>> begin SUPPLIED PASSAGE
Financial News & Investment Views

Keep up to date with financial news and information

The challenges of global demographics

  • Wednesday, May 17, 2017

This golden age of increased life expectancy and early retirement cannot continueThe great recession of 2008 has led to record peacetime government budget deficits across the developed world. These massive debt piles have highlighted to governments the cost of generous pension and welfare benefit arrangements enacted decades earlier. The impact of the great recession was to erase £ trillions in private wealth around the world leaving many with insufficient assets to fully realise the comfortable retirement that they had once expected.

Against a backdrop of people living longer and the current retired generation benefiting more than any before, there is a sense that the relative standards of living will fall for the next and subsequent generations. There are some key factors that will influence whether these senses become a reality.

The first of these factors is the unprecedented rise in the number of people across the developed world that will enter retirement and the impact that this will have on government spending on health and pensions.

The second factor is who will produce the goods and services in sufficient quantity that these retirees will consume and who will purchase the assets that they may wish to sell to finance their retirement.

It has been shown that if the developed world wishes to maintain their current retirement ages then they will not be able to rely on their own working population alone to produce the goods they require.
>> end SUPPLIED PASSAGE
§ STATED TASK 1
Please return every line in the records that contains the word "Format".
>> begin DATASET RECORDS
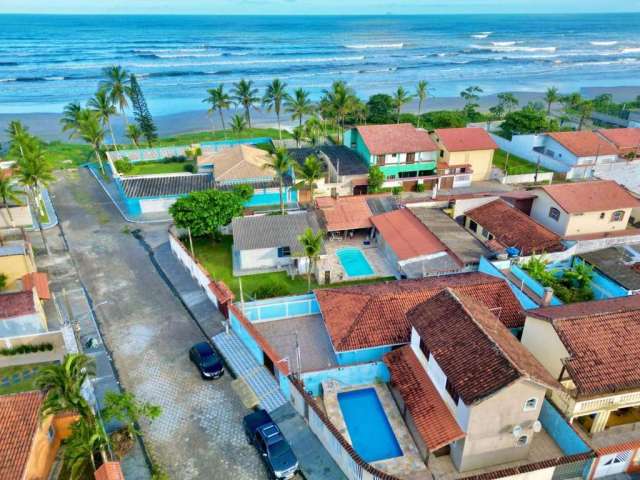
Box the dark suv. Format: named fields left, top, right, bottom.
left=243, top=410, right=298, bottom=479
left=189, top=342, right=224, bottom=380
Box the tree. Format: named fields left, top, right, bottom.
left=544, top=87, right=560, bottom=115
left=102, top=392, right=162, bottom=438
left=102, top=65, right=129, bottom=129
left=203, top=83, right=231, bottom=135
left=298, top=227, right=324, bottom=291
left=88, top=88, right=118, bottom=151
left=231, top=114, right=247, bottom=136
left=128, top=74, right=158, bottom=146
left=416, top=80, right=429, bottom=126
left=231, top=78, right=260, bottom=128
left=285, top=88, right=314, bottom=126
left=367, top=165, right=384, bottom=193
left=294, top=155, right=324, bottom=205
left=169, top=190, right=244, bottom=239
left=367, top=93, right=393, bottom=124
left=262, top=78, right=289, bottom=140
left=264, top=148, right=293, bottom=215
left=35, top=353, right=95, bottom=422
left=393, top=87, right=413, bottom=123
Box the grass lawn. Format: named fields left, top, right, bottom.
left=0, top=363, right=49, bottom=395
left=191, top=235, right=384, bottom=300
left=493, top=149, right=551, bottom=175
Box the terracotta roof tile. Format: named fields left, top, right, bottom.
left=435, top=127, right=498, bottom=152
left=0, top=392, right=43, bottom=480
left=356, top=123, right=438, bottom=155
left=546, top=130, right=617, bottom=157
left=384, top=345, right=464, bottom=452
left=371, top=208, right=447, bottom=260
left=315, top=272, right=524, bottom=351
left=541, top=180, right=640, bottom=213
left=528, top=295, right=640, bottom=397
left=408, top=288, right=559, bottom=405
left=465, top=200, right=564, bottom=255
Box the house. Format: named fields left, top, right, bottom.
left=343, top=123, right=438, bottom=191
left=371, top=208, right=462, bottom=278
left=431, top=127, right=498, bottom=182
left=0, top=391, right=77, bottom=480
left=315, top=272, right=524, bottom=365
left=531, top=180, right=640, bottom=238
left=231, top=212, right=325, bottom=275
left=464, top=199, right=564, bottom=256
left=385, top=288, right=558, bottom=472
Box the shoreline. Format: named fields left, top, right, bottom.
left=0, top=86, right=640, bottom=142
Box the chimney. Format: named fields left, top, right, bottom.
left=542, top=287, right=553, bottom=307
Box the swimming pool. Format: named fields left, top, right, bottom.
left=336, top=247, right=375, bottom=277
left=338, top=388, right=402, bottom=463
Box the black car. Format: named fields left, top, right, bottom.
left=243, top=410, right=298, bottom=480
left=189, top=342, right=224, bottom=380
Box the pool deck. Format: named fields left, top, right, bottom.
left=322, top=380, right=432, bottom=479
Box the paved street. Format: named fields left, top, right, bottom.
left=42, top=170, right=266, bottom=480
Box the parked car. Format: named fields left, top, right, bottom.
>> end DATASET RECORDS
§ STATED TASK 2
According to the demographics article, what did the great recession of 2008 lead to across the developed world?

§ FINISHED ANSWER 1
Box the dark suv. Format: named fields left, top, right, bottom.
Box the tree. Format: named fields left, top, right, bottom.
Box the grass lawn. Format: named fields left, top, right, bottom.
Box the terracotta roof tile. Format: named fields left, top, right, bottom.
Box the house. Format: named fields left, top, right, bottom.
Box the shoreline. Format: named fields left, top, right, bottom.
Box the chimney. Format: named fields left, top, right, bottom.
Box the swimming pool. Format: named fields left, top, right, bottom.
Box the black car. Format: named fields left, top, right, bottom.
Box the pool deck. Format: named fields left, top, right, bottom.
Box the paved street. Format: named fields left, top, right, bottom.
Box the parked car. Format: named fields left, top, right, bottom.

§ FINISHED ANSWER 2
Record peacetime government budget deficits.